PROBLEM TO SOLVE: Word for word, transcribe the lines from the one containing "Where can the jockey's" through the end of the entries, both included, and nothing else.

◆ ◆ ◆ ◆

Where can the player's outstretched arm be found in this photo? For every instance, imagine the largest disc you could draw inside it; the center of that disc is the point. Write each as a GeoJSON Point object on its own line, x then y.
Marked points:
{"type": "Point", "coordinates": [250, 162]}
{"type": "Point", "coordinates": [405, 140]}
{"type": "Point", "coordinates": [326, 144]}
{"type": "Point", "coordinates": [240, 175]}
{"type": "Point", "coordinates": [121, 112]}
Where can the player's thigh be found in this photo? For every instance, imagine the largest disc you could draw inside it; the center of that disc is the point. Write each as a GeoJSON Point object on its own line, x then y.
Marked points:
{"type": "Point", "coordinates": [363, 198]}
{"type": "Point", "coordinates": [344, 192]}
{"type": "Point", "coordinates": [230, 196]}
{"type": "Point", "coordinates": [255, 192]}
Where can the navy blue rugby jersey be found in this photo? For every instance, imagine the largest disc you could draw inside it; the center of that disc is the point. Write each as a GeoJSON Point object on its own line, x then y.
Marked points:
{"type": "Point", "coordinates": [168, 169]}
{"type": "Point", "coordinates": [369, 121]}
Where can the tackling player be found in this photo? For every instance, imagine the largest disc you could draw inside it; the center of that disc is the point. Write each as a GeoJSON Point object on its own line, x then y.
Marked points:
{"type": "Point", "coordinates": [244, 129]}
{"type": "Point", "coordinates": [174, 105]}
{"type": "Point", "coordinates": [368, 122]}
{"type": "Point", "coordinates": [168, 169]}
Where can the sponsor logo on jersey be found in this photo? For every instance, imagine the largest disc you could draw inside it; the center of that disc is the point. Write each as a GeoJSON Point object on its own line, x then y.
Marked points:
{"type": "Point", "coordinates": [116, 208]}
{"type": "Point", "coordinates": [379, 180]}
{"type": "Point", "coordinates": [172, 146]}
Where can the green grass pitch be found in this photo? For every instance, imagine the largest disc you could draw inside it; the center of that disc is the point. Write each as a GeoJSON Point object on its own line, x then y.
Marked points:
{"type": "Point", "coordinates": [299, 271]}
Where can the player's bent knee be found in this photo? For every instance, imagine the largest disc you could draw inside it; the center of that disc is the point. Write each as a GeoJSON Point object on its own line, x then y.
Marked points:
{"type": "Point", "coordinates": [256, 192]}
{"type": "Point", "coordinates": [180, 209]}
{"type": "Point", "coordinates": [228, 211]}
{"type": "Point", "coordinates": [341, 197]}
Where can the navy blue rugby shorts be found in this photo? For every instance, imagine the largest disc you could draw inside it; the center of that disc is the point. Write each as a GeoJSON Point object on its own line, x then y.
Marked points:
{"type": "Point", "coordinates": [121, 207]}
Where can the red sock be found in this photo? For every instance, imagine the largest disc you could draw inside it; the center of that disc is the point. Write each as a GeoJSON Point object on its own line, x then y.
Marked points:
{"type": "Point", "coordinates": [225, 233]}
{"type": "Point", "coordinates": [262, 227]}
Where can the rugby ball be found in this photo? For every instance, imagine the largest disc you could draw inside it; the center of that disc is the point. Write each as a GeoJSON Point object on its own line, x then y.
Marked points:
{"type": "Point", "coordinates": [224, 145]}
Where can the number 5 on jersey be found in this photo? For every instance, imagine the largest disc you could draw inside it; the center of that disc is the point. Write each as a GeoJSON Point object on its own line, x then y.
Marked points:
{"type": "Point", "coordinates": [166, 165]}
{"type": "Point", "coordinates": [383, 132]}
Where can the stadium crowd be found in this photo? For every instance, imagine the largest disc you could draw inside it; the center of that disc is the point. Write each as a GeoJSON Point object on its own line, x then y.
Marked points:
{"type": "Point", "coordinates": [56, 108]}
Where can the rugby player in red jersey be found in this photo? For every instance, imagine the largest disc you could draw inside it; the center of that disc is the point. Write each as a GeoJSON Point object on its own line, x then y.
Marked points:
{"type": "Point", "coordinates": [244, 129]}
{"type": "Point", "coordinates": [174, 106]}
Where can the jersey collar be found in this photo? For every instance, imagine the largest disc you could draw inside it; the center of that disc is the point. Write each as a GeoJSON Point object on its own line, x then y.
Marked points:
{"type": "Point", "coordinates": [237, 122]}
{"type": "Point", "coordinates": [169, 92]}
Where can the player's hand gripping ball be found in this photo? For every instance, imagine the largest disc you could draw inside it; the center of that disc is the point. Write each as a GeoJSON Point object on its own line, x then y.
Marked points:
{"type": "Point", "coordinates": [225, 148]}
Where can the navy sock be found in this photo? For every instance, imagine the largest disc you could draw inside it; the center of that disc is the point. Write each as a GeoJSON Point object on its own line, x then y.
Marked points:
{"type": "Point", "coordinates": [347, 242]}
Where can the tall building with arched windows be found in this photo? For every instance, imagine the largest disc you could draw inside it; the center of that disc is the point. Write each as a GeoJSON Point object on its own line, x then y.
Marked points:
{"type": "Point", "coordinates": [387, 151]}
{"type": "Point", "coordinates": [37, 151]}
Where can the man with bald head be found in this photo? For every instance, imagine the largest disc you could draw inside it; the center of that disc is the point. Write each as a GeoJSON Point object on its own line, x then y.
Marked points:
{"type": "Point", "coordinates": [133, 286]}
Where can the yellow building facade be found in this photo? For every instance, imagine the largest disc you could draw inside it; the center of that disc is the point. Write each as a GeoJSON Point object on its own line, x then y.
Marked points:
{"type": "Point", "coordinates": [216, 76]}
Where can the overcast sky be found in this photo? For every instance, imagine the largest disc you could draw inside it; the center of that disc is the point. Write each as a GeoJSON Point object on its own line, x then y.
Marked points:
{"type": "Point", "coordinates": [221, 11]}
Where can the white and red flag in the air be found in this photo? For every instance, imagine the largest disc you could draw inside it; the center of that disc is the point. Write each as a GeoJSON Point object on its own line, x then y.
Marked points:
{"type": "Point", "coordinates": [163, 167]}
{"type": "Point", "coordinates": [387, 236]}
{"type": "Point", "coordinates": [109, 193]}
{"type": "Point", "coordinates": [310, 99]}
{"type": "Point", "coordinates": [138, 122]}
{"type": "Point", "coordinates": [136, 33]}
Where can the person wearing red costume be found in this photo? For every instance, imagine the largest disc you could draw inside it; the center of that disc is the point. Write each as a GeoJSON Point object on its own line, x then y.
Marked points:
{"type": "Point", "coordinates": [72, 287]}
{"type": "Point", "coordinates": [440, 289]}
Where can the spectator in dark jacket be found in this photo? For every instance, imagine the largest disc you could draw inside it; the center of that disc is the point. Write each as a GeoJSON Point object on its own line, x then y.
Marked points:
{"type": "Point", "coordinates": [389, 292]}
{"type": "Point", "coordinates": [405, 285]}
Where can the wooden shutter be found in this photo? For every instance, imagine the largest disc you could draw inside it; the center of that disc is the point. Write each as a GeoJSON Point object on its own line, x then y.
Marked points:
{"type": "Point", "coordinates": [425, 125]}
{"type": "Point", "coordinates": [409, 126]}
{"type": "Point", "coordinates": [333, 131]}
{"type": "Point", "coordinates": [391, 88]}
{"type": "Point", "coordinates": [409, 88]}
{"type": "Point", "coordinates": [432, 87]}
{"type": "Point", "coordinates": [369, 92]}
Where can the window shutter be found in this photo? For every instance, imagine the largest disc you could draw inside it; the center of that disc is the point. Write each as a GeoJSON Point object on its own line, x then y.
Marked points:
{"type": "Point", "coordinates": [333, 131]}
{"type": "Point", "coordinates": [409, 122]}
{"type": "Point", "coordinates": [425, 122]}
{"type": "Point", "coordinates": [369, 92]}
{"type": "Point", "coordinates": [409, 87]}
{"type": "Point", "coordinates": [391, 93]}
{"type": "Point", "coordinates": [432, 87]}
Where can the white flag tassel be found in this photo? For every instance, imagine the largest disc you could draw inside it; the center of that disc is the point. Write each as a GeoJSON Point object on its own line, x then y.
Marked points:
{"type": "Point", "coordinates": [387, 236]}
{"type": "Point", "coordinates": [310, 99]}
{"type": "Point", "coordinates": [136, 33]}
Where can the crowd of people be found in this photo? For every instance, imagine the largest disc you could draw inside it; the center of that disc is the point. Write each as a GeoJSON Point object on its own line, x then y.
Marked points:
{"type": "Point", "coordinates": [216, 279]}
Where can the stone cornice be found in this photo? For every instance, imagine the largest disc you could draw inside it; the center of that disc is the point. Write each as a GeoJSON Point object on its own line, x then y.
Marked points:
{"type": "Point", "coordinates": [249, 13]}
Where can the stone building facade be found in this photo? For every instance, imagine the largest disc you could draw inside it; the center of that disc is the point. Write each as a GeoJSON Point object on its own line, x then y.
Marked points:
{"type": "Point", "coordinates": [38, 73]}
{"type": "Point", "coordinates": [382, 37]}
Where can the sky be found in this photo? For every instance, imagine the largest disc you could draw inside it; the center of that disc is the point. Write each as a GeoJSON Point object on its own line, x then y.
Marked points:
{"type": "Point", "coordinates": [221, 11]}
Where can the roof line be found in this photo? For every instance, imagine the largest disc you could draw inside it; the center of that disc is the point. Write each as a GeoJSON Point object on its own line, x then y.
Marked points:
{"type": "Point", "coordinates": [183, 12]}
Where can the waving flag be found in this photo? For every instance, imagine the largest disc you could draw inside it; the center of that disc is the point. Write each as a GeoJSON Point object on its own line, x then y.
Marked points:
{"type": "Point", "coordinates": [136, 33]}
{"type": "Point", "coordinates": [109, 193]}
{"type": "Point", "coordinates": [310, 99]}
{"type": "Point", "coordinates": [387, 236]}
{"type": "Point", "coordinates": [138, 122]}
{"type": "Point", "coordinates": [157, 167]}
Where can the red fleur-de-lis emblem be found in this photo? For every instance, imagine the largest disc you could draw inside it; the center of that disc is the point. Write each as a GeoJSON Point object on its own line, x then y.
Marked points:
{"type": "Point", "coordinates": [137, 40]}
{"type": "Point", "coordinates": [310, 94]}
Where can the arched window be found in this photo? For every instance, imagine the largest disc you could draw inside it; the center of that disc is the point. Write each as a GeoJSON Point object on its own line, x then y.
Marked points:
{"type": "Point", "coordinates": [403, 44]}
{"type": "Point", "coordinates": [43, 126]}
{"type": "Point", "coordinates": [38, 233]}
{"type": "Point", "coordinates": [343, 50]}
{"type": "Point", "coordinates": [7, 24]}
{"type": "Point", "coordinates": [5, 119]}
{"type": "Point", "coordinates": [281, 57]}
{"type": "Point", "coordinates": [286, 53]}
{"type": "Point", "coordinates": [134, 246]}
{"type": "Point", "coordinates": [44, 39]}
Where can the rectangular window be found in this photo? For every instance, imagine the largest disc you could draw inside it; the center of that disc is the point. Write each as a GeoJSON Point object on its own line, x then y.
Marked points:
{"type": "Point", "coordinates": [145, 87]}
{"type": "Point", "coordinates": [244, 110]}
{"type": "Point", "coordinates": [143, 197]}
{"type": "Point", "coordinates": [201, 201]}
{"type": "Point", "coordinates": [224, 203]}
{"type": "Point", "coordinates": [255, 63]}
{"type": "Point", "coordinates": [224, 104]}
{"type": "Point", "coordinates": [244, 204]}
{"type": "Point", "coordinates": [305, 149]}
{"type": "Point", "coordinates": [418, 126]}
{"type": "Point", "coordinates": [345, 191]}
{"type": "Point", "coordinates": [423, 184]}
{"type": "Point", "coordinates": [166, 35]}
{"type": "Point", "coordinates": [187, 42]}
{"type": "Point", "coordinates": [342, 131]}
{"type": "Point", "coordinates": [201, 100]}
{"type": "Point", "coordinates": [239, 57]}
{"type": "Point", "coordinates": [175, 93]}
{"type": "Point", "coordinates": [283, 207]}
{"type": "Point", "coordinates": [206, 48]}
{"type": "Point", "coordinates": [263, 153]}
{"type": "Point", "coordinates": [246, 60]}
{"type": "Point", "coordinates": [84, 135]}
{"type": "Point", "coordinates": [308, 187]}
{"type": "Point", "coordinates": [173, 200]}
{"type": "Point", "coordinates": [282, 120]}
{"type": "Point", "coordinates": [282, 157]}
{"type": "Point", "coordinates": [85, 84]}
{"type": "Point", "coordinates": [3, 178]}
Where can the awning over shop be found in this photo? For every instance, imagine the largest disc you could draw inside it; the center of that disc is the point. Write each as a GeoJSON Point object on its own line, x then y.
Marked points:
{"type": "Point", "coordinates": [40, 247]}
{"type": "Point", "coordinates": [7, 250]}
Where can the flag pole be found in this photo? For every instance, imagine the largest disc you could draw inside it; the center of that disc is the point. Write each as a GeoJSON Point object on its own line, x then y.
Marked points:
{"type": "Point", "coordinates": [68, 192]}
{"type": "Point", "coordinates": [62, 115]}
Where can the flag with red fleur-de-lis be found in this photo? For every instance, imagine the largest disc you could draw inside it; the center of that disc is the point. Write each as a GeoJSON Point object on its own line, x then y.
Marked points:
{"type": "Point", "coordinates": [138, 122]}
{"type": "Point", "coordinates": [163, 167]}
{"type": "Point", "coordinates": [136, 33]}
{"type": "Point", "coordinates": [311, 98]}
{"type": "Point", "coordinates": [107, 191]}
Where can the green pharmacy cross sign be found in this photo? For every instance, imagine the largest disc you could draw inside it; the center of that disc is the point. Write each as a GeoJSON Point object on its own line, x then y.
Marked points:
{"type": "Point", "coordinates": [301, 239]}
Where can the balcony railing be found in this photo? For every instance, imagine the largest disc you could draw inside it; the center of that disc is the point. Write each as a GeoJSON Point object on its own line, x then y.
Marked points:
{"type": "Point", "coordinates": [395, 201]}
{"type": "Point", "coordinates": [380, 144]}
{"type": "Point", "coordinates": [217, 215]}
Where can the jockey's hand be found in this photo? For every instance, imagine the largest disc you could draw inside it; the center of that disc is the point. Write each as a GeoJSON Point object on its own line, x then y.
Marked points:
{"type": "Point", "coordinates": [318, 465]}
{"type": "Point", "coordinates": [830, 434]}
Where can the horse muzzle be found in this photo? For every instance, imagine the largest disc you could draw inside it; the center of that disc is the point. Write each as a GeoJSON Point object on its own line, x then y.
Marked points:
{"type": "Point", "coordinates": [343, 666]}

◆ ◆ ◆ ◆

RIGHT ANSWER:
Where can the jockey's hand be found in this photo? For every instance, imagine the largest disc you could draw inside it; the center of that disc is the point. Write each as a GeoJSON Point object on its own line, x then y.
Marked points:
{"type": "Point", "coordinates": [318, 465]}
{"type": "Point", "coordinates": [830, 434]}
Where can the horse muzzle be found in this photo? For every instance, imagine the largest disc you could draw inside it; the center of that disc is the point. Write each as a GeoJSON Point object on its own line, x then y.
Marked points:
{"type": "Point", "coordinates": [343, 666]}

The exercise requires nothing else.